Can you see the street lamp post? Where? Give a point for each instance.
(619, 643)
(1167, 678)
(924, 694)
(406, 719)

Exercise | Copy every record above out again, word for word.

Exercise solution |
Can you see the street lamp post? Where? Give a point for each instance.
(619, 643)
(1167, 678)
(924, 694)
(406, 719)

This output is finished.